## PROBLEM TO SOLVE
Copy the lines verbatim, beginning with the line that contains "Practice step: set one point on each instance of the concrete" and continuing through the end of the data, and only those lines.

(Records contained in a dataset)
* begin *

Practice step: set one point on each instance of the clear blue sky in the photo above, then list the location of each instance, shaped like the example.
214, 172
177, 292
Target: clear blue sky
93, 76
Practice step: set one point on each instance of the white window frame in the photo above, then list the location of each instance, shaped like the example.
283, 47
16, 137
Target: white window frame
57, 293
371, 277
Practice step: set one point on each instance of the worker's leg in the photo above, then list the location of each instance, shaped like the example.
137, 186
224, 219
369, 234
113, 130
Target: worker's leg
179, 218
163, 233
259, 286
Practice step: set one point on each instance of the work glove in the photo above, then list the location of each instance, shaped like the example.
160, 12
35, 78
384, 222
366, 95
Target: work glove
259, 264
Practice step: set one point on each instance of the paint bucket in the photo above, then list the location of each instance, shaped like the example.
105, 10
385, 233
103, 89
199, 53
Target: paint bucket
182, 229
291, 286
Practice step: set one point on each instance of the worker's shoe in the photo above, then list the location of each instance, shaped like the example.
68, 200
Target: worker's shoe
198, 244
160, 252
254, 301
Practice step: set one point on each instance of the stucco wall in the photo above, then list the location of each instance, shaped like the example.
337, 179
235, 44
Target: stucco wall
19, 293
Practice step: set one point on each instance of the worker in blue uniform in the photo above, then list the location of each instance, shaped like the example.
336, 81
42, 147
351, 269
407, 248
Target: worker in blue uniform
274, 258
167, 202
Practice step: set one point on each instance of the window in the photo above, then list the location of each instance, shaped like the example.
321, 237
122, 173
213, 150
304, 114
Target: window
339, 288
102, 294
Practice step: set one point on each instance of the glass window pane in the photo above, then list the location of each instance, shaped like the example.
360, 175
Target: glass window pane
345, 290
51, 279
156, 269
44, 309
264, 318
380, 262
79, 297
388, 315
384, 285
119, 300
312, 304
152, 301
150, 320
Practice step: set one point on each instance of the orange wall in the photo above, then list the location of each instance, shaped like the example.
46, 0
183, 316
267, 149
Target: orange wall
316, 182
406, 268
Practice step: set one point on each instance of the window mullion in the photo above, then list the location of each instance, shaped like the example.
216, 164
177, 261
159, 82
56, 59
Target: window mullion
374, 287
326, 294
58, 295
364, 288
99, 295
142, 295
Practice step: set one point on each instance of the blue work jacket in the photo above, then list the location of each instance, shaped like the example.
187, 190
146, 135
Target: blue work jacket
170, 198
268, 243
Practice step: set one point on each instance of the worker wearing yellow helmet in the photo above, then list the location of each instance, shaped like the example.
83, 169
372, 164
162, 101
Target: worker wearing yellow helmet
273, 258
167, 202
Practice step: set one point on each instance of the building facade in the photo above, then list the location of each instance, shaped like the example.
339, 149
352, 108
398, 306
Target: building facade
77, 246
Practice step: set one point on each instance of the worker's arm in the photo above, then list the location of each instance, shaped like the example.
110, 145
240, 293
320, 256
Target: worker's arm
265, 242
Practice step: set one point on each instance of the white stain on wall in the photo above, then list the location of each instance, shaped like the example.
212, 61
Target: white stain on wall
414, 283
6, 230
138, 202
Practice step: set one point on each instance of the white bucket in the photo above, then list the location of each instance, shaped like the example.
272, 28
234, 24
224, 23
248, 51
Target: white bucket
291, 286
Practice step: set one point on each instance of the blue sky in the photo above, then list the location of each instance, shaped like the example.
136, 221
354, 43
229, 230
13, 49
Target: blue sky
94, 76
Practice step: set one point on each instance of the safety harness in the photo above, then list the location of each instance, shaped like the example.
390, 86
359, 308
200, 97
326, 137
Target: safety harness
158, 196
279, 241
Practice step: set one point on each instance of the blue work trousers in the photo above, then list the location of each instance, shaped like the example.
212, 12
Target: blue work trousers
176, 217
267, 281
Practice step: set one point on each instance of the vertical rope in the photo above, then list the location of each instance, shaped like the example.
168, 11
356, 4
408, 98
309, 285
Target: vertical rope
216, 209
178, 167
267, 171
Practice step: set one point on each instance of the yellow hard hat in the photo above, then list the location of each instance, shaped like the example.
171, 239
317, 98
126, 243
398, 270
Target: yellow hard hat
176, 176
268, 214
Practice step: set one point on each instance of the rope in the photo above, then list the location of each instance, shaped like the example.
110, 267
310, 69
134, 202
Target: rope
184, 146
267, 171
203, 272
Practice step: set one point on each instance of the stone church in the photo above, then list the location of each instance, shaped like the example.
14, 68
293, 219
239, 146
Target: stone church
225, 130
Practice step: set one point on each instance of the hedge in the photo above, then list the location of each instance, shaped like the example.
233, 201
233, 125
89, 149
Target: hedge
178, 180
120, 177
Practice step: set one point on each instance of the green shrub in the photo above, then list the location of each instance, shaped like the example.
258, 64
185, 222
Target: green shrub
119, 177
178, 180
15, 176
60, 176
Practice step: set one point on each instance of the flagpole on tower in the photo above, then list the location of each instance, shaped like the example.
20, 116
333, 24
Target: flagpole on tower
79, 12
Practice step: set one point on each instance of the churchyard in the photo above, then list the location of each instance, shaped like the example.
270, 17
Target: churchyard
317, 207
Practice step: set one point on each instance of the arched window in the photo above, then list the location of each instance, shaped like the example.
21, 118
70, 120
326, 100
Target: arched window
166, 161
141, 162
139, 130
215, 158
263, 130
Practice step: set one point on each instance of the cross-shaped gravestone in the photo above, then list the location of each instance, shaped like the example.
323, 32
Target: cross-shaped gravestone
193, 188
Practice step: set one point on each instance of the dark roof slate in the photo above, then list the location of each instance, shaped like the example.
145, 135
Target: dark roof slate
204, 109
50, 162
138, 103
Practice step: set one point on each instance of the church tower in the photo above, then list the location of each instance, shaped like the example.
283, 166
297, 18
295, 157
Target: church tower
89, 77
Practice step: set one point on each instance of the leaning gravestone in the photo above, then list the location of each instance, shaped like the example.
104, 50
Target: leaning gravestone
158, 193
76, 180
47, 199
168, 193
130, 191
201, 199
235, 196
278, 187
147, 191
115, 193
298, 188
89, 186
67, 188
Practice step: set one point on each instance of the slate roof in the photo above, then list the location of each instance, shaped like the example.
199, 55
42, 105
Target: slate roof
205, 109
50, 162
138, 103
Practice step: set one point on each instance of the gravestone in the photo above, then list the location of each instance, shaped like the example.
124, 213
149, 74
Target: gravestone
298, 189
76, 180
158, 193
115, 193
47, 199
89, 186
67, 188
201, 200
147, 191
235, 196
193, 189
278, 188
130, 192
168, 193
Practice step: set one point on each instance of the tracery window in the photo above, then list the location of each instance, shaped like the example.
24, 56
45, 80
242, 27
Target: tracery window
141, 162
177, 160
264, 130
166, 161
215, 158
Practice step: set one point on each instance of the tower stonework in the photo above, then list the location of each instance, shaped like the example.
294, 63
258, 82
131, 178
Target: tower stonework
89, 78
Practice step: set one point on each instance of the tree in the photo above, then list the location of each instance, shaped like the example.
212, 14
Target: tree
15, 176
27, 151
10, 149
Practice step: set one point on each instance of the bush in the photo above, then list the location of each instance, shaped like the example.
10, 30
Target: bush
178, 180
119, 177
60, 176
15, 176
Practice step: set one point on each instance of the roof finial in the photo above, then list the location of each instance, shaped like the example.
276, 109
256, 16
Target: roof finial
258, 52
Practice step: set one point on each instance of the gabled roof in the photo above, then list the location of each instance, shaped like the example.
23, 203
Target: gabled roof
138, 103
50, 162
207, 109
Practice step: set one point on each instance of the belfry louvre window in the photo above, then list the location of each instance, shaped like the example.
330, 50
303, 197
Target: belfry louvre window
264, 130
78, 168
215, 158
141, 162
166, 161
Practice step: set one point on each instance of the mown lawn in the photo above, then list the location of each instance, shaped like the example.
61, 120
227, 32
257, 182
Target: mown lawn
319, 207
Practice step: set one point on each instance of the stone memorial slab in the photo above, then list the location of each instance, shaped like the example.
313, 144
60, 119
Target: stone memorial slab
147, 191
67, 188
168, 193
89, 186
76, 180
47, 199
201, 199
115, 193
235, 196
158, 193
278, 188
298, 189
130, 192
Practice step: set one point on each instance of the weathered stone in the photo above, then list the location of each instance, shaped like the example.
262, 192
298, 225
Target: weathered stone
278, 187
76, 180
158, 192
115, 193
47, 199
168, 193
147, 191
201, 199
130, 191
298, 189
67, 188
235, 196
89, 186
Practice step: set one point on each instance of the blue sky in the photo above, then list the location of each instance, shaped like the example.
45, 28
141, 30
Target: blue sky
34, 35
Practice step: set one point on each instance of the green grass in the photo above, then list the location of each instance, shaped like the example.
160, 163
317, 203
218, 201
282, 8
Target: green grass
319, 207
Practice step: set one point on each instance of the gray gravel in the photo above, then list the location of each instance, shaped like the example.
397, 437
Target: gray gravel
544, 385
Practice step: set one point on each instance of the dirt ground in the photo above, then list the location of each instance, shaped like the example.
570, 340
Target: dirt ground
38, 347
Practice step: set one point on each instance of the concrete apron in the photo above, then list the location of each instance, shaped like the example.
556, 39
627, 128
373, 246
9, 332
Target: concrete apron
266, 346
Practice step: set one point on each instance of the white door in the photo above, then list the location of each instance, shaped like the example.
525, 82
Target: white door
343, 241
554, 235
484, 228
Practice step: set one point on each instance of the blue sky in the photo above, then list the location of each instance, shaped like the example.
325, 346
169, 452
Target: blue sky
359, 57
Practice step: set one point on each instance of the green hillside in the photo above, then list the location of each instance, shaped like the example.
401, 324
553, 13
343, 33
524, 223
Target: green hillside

* end *

## TASK OUTPUT
Practice step: set one point on each instance of the concrete apron in the photo above, then list the location of each instance, shaped like the example.
556, 39
627, 128
373, 246
9, 332
Target: concrete apron
266, 346
Practice step: set one point on each instance of the white door in the photo above, then list the location of each instance, shaped like the example.
525, 82
Target: white door
343, 241
554, 235
484, 228
Practice step: set one point on each instance of the blue sky in the photo above, then list the location of each instance, shaped like the example.
325, 346
169, 452
Target: blue sky
359, 57
Practice step: set one point on each instance of the green hillside in the photo above, then list the location of each instance, shaped like the example.
401, 324
553, 13
343, 33
524, 223
Target: green hillside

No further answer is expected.